#### Required action:
Your task is to copy the stretch of lines in the records below that begins with the line containing "Query: brick wall" and ends with the line containing "[(148, 222), (345, 93), (45, 52), (159, 305)]", exactly as written, with nothing added.
Segment Start: Given records
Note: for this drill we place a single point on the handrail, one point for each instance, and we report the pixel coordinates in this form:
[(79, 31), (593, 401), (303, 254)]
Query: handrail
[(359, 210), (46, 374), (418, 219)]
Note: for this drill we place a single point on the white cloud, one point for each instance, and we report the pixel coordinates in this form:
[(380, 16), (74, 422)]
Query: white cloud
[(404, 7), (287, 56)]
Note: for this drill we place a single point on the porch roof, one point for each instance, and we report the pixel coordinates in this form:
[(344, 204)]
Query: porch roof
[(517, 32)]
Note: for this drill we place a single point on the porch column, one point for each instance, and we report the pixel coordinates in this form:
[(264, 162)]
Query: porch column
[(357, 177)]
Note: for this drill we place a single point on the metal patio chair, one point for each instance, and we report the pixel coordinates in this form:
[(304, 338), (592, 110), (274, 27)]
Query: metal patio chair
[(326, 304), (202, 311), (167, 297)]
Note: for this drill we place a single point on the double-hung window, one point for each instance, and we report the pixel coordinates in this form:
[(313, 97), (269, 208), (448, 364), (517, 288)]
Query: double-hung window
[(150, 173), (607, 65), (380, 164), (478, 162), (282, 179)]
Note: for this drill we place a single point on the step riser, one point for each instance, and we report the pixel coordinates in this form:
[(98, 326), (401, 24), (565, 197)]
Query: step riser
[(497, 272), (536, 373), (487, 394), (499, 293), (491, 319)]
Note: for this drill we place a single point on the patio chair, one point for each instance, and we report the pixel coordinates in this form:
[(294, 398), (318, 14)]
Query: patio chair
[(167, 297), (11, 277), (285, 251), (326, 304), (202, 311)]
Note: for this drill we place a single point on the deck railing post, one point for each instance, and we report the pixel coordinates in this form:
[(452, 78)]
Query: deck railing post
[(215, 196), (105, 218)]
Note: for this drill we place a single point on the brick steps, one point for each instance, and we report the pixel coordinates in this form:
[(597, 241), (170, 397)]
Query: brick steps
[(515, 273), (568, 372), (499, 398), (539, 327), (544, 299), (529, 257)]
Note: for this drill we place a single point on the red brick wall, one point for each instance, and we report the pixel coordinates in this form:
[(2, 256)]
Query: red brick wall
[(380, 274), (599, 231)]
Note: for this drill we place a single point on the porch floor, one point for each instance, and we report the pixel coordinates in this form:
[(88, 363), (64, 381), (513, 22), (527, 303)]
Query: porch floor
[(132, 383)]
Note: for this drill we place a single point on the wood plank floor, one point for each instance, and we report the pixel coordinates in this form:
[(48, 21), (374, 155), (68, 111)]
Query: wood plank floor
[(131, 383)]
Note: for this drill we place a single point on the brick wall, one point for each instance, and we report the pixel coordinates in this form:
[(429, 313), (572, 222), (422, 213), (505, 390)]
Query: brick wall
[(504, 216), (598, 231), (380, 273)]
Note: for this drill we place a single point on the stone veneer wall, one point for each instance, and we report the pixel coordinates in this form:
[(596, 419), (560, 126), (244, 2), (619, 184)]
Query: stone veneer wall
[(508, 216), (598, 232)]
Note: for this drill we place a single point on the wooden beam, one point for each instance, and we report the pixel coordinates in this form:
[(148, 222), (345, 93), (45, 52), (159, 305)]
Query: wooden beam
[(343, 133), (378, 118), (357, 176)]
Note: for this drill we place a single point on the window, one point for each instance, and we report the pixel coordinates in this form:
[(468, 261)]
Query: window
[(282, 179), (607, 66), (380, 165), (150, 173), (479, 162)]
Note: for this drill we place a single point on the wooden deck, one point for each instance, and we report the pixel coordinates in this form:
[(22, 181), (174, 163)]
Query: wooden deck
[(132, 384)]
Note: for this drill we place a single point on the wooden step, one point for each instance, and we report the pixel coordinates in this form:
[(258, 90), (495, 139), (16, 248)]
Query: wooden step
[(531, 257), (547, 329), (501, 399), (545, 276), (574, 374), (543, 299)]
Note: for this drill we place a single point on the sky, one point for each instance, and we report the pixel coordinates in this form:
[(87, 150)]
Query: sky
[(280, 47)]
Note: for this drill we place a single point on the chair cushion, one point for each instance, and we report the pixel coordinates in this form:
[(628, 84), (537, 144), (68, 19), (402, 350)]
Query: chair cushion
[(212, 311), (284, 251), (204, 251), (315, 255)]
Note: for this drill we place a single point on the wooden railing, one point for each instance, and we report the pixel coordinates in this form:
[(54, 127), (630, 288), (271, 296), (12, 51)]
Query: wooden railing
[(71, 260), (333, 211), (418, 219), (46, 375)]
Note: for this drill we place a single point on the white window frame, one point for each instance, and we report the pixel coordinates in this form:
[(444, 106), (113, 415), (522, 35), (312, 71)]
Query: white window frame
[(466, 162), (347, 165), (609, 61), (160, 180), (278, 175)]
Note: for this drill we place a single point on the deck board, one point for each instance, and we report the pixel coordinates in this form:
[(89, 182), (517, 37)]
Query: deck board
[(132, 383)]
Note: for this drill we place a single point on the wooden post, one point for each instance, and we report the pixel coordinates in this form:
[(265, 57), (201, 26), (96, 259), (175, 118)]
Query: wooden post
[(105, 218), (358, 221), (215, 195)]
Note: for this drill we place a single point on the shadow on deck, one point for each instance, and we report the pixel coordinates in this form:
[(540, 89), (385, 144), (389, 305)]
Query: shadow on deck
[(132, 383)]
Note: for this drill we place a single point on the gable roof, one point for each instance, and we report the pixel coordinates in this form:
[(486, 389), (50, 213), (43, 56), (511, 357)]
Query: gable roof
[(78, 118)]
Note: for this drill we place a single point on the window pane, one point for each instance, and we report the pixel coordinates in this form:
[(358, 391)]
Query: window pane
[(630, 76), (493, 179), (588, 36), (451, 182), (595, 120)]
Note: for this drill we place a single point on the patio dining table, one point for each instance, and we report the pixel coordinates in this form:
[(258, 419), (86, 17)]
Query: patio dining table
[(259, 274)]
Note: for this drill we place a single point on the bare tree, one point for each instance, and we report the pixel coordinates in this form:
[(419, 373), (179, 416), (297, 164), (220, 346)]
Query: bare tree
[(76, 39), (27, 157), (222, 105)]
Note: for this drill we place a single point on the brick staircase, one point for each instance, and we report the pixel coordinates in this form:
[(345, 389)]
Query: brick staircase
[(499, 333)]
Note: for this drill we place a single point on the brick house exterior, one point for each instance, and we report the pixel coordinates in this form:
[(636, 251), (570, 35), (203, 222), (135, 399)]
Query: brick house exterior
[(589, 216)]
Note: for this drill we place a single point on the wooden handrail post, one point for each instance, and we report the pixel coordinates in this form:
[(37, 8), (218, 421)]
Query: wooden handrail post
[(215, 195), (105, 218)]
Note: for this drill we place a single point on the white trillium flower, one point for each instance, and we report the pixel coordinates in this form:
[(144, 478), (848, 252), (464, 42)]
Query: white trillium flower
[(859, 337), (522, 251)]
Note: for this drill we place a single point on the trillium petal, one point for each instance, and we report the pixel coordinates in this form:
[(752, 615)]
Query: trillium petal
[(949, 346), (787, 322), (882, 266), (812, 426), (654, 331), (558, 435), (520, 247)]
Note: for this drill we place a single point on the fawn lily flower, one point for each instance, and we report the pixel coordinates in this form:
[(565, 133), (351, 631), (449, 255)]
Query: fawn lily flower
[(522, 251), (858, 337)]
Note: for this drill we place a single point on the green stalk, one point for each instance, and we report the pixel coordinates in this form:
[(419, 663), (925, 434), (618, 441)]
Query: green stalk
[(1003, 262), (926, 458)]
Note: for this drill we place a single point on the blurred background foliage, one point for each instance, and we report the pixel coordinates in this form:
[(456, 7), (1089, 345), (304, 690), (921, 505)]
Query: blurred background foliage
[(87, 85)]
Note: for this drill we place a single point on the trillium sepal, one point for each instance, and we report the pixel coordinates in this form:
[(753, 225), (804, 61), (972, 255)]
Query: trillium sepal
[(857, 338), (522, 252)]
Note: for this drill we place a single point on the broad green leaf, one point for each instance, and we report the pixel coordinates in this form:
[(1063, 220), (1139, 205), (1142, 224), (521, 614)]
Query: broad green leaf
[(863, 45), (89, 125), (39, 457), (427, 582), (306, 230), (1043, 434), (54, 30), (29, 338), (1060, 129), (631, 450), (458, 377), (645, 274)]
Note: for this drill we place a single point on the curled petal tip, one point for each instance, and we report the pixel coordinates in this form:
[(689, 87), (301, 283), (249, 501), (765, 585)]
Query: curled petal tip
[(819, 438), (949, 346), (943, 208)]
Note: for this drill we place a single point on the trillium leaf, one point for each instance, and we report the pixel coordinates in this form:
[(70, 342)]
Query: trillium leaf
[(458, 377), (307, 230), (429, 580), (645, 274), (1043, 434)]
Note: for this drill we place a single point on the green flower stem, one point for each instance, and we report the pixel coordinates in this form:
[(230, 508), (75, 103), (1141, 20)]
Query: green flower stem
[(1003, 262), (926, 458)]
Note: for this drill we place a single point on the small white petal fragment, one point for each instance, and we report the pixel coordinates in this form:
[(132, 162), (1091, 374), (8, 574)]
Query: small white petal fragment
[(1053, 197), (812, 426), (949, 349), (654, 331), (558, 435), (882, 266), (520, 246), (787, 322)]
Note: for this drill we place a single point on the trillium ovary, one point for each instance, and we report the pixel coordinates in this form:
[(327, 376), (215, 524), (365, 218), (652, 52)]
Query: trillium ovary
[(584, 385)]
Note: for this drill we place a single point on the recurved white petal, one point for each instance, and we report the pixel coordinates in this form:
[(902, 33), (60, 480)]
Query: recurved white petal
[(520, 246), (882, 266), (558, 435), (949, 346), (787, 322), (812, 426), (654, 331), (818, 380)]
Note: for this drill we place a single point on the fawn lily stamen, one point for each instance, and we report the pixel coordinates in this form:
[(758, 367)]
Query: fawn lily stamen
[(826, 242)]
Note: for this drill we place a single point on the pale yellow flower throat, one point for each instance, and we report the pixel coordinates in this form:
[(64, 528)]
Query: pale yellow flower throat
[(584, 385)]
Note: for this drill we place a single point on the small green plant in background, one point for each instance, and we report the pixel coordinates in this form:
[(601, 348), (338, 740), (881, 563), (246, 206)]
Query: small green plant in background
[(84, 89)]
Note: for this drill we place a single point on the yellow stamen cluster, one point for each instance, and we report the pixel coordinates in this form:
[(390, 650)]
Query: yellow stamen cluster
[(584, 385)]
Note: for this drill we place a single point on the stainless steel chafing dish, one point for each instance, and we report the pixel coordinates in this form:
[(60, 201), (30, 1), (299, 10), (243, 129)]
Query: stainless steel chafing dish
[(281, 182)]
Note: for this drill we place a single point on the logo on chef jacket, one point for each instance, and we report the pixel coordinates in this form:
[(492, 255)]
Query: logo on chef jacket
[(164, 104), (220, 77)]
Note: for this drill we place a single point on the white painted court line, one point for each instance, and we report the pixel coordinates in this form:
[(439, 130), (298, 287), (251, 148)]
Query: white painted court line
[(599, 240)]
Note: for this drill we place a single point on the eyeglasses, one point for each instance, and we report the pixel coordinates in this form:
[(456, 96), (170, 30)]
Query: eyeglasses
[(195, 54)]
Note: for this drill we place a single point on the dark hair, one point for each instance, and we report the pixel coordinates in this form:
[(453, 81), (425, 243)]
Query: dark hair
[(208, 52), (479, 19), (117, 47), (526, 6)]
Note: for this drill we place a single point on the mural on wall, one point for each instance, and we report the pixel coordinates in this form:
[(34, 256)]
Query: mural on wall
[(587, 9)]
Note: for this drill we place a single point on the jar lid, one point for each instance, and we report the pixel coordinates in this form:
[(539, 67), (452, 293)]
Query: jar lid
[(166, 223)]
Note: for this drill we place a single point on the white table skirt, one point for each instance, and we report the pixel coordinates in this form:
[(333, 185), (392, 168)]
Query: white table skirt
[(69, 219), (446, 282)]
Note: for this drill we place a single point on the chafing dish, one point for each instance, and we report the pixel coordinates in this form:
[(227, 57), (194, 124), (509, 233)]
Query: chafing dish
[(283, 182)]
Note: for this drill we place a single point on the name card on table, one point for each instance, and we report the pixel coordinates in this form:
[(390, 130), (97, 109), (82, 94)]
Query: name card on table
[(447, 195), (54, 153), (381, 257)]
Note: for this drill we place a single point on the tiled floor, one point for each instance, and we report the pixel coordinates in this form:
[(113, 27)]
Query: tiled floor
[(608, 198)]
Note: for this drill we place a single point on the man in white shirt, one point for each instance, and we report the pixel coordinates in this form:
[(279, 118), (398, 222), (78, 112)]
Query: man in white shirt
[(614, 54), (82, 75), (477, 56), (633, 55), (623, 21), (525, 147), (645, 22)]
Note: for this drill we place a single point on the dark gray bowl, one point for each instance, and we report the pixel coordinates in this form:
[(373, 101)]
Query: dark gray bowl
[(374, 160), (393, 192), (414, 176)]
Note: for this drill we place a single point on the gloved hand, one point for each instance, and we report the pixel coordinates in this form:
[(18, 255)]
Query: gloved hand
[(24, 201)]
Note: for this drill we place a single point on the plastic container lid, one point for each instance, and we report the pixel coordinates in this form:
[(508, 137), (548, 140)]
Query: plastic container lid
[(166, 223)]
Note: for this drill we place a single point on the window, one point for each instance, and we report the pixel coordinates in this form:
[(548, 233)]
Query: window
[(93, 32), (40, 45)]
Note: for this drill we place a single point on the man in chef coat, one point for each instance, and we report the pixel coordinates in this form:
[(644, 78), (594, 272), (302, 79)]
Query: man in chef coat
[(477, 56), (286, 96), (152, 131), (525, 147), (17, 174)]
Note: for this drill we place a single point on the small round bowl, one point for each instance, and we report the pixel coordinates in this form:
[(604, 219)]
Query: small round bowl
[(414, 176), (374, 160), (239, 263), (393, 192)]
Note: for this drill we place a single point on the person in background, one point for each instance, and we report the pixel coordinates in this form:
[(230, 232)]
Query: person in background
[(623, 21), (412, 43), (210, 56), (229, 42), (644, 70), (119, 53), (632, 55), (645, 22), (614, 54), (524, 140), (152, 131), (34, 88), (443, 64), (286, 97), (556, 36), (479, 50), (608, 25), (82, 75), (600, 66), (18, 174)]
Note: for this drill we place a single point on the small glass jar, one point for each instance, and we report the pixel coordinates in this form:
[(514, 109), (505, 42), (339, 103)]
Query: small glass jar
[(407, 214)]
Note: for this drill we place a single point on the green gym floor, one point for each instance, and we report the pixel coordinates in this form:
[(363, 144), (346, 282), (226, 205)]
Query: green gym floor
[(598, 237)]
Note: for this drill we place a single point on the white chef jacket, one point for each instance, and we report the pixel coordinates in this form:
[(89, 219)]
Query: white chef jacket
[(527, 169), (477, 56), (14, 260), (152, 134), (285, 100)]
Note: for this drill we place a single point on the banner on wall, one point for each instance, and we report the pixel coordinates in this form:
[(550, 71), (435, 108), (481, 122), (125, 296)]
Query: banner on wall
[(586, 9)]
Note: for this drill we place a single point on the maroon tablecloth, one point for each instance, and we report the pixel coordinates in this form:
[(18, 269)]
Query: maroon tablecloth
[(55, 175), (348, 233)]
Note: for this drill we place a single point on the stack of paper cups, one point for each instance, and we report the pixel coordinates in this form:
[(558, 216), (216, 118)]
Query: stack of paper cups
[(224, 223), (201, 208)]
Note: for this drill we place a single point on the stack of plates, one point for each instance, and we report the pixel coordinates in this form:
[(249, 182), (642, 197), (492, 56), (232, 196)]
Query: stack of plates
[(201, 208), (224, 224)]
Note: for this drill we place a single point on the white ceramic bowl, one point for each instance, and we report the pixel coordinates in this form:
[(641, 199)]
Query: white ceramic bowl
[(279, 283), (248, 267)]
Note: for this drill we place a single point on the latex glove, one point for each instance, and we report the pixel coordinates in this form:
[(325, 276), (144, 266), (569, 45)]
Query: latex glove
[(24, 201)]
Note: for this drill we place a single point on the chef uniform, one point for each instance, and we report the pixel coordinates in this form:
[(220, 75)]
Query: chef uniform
Segment End: Given records
#### The answer:
Query: brick wall
[(504, 216), (598, 231), (380, 273)]
Note: for this drill we place a single point on the stone veneer wall, one point for each instance, and we report the pixel coordinates in this form:
[(596, 419), (560, 126), (244, 2), (619, 184)]
Query: stone veneer wall
[(508, 216), (598, 232)]
Note: for this drill we place a single point on the wooden beam, one point for each instance, and we report the pixel coordinates in this form:
[(148, 222), (345, 93), (45, 52), (159, 305)]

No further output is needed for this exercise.